# YOUR GOAL
Working from the data below, write out exactly the lines from its first through the line that contains "Target: man in pink polo shirt", both ends included and pictures omitted.

[Image-grounded pointing data]
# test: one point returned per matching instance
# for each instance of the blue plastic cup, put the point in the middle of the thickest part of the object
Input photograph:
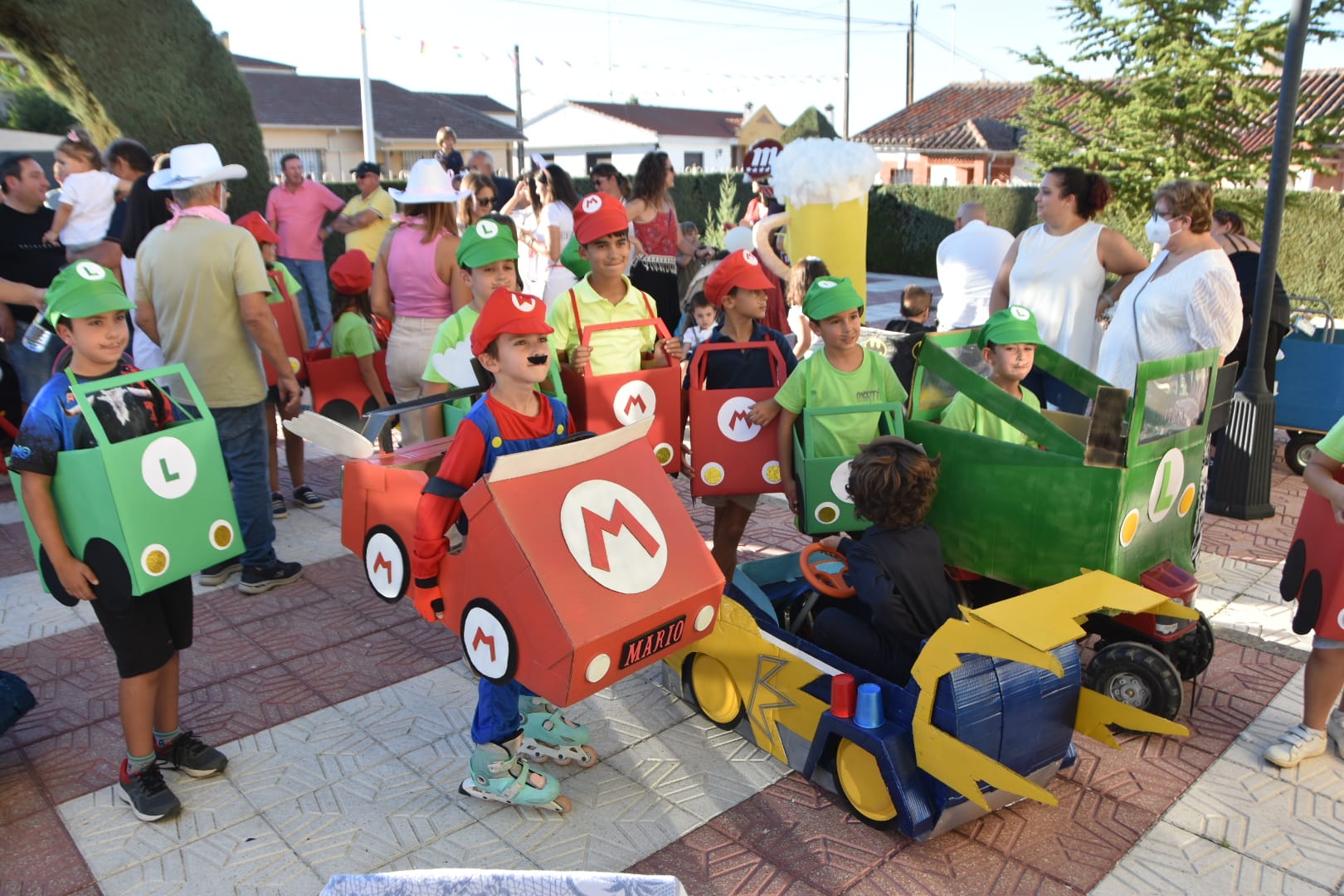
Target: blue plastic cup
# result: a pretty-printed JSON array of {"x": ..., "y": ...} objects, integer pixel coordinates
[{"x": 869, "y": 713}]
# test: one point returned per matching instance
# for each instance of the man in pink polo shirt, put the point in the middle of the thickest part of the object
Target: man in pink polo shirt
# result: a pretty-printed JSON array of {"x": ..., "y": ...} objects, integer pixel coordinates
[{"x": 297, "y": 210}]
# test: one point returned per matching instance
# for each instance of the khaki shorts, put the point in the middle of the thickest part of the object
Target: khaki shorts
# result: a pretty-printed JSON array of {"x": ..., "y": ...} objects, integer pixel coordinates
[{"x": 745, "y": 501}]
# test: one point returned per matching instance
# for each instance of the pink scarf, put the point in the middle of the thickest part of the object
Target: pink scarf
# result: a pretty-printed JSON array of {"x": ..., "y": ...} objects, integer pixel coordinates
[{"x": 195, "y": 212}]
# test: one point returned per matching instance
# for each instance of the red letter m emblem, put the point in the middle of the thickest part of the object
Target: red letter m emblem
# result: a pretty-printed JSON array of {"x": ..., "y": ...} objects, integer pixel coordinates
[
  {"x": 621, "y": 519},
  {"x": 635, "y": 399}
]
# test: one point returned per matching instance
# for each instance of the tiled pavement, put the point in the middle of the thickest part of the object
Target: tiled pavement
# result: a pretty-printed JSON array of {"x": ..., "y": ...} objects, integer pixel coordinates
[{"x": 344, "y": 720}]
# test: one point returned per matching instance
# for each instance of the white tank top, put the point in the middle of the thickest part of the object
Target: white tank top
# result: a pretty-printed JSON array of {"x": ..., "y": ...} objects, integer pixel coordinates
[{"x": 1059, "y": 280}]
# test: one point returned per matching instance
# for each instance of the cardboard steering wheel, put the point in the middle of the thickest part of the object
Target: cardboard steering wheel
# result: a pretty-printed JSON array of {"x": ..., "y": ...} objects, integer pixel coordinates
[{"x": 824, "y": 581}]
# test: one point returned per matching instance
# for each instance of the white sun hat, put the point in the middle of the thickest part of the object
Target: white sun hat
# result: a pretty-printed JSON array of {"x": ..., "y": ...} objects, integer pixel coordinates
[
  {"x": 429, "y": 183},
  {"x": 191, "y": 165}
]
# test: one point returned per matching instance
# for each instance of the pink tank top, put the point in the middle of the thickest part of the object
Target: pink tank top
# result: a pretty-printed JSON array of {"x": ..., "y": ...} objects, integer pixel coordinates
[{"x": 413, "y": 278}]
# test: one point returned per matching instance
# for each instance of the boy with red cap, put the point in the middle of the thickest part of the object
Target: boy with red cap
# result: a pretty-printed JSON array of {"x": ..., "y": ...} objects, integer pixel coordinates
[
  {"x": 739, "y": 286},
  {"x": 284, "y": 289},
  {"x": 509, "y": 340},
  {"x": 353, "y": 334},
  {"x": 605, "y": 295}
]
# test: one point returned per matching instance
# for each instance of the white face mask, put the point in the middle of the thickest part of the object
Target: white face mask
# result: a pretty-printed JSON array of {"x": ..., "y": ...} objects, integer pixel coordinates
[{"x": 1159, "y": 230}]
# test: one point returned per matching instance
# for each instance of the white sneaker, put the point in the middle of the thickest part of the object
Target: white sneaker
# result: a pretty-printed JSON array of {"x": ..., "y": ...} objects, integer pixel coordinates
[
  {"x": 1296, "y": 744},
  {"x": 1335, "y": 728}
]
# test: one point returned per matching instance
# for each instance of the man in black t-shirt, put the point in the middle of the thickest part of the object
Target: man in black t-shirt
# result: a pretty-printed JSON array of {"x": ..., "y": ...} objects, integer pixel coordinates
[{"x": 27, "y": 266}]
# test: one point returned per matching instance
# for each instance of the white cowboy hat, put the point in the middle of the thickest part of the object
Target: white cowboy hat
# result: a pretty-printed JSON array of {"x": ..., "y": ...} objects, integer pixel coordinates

# TASK RESPONSE
# test: one point returned per matching instance
# for each instance of the blue plastic cup, put the point in the middle of the thickest part of the object
Input photograph:
Target: blue plastic cup
# result: a pretty-printed JSON array of {"x": ..., "y": ...} objects, integer pixel coordinates
[{"x": 869, "y": 713}]
# test: one point returned per matching instance
# for each instance of the man in pink polo shirt, put the point in the middle of the thickest part of the object
Target: man in pink polo shirt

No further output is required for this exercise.